> [Recorded information]:
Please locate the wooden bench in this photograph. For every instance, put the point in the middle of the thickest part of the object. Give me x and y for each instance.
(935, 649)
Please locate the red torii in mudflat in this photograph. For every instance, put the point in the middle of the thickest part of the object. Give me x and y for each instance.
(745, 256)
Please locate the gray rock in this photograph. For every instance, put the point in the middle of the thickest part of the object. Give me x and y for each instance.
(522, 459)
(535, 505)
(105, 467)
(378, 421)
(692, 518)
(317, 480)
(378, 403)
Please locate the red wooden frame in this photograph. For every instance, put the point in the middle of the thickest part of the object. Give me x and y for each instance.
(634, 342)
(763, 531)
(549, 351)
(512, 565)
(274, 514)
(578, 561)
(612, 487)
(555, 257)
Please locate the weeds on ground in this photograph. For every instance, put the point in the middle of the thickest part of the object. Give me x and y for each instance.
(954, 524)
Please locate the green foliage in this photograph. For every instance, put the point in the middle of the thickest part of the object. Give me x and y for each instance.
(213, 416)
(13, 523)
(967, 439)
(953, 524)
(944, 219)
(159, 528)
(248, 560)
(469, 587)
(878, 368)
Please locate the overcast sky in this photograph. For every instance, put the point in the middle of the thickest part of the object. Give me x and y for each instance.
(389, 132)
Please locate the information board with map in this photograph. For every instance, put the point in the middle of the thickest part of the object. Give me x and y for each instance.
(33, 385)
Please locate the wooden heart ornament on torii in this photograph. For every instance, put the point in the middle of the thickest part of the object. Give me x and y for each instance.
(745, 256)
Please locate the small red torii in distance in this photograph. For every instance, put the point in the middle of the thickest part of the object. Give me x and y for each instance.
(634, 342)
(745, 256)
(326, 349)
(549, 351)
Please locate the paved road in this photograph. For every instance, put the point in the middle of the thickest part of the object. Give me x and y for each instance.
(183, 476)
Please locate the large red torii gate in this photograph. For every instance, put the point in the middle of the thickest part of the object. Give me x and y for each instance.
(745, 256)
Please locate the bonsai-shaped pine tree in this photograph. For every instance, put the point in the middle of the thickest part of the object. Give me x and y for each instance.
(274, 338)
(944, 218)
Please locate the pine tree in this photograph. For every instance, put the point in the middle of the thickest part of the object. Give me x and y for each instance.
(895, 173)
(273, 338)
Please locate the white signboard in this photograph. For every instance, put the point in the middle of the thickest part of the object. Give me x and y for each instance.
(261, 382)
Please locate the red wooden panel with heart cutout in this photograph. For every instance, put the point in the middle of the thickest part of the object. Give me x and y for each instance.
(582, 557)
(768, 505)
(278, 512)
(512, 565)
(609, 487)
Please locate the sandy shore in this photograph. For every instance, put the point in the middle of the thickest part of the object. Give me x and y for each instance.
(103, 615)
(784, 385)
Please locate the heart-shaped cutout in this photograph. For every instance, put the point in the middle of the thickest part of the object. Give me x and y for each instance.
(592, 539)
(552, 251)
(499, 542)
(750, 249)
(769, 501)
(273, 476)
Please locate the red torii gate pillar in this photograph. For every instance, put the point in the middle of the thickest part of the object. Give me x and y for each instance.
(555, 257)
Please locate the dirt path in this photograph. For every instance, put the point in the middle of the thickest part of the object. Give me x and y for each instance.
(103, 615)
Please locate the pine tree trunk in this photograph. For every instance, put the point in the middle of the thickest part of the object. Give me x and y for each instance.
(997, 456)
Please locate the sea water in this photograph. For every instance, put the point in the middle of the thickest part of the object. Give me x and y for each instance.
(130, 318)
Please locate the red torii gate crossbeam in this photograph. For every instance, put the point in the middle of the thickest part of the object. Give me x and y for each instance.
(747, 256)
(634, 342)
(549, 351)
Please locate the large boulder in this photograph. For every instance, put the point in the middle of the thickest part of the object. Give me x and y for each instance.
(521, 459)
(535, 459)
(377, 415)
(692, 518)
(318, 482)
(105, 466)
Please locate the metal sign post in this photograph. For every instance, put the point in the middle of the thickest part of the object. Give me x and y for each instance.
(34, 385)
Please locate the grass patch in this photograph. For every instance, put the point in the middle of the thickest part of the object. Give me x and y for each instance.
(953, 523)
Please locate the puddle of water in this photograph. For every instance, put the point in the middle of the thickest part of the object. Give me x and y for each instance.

> [Action item]:
Return each entry from above without altering a single character.

> [Finished task]:
Please locate the wooden bench in this photograph. For every instance, put the point in the middle of the thickest part of the object. Give me x and y for each instance.
(935, 649)
Please locate the red torii in mudflat in this photograph. For every instance, put the point in the middle of the thickest part of the object. Give me x and y for each instance.
(745, 256)
Please locate the gray rock in this photograph. For every instance, put the point in the middle of the thickest part of the object. Give me x and y for each instance.
(522, 459)
(535, 505)
(105, 467)
(378, 421)
(692, 518)
(317, 480)
(378, 403)
Please locate the red wooden frame in this photograph. For every instance, put the point in the middle of the thickest part of the object. Give me x and y for each instance.
(634, 342)
(763, 531)
(549, 351)
(512, 565)
(274, 514)
(578, 561)
(612, 487)
(555, 257)
Please locate the weeds on ground in this photograph. For every instance, put the point in the middle of the thickest part of the object. Give me x and y for each instance.
(954, 524)
Please locate the green foliage in this photograph. For every instance, put the point in the middle of the thickest part of the object. Give me x and y for each instance.
(213, 416)
(13, 523)
(967, 439)
(953, 524)
(944, 219)
(159, 528)
(248, 560)
(469, 587)
(878, 368)
Please locate the overcast sky in this photograph. For every instance, put the point in the middle of the thickest part of the object. Give me x and y for each instance.
(389, 132)
Please locate the information board with map in this photograph. For every instance, put the point in the middle of the thickest part of the object. Give me x and y for each instance.
(33, 385)
Please locate the wooden heart ornament on torii in this photograph. For every instance, put the point in the middle of the thickest part of the object. Give me x and y for each instance.
(745, 256)
Please locate the small red torii in distance in this photograph. For every instance, put the point in the middle of the thickest part of the object. Give me x and y for each instance.
(634, 342)
(745, 256)
(326, 349)
(549, 351)
Please locate the paved road in this photograph. For every instance, put the point in the middle of the thickest part of the object. Give me x and y for each instance.
(183, 476)
Please locate the large red torii gate in this photograph. For every instance, put the point in the middle of the thickest part of the object. Give me x and y for each instance.
(745, 256)
Please locate the bonsai-shaped pine tree in this photograph. For every instance, put the point in the middle of the thickest part of the object. Give me x and y for each instance.
(274, 338)
(944, 218)
Please locate the pine tree in this photograph. For every instance, put the point in the middle of the thickest part of the object. Give me x and y for each instance.
(895, 173)
(273, 338)
Please locate the white signboard in this photograph. For every instance, put the point in the middle of the thickest part of the object. Give me x and y for each instance.
(261, 382)
Please locate the red wooden panel with heart cutout in this photograph. For every instance, put the point in the middle of the thickest part of the object. Give me x and y for each instance.
(582, 557)
(768, 505)
(278, 512)
(512, 565)
(609, 487)
Please locate the sandy shore in this photograph. For every instance, put the point in the middle of the thickest part of the object. Give me x and y for each instance.
(103, 615)
(784, 385)
Please locate the heart-shaped cutout in this photograph. For every instance, put the point in the middle of the thickest part of the object. Give me x and y for each instance.
(592, 539)
(552, 251)
(499, 542)
(750, 249)
(769, 501)
(273, 476)
Please locate the red torii gate pillar in this photograph. For every instance, put the point in the middle of the thickest part of the object. Give me x and y for each instance.
(555, 257)
Please locate the dirt path in this photograph. For every instance, put the point in the middle of the thickest part of the object. Give me x and y for each instance.
(103, 615)
Please locate the pine tree trunk in this photograph. For every instance, put the point in the middle of the thickest part of the object. Give me x and y for each instance.
(997, 456)
Please locate the sea water in this photograph. For every instance, put the point in the middle of the thickest part of the object. Give me x and y for each instance.
(130, 318)
Please locate the red torii gate crossbeam in this photograph. For every instance, put the point in the middle of the thickest part of the object. Give me x and y for each instance.
(747, 256)
(634, 342)
(549, 351)
Please locate the large boulder in this photograph. For every instance, put the point in the middle of the thickest part of the object. Give me x and y for each instance.
(521, 459)
(535, 459)
(377, 415)
(692, 518)
(318, 482)
(105, 466)
Please locate the metal sign post in this photograph. For every instance, put the point in the middle of the thickest part of the object. Give me x and y for each instance.
(34, 385)
Please locate the grass patch in this photograph. For every instance, put the point in the middle of the thickest part of the object. Give me x and y for each instance.
(953, 523)
Please locate the puddle of water in this photograph. For every instance, put the point in the middle of the thickest part of the object. Give me x and y for each instance.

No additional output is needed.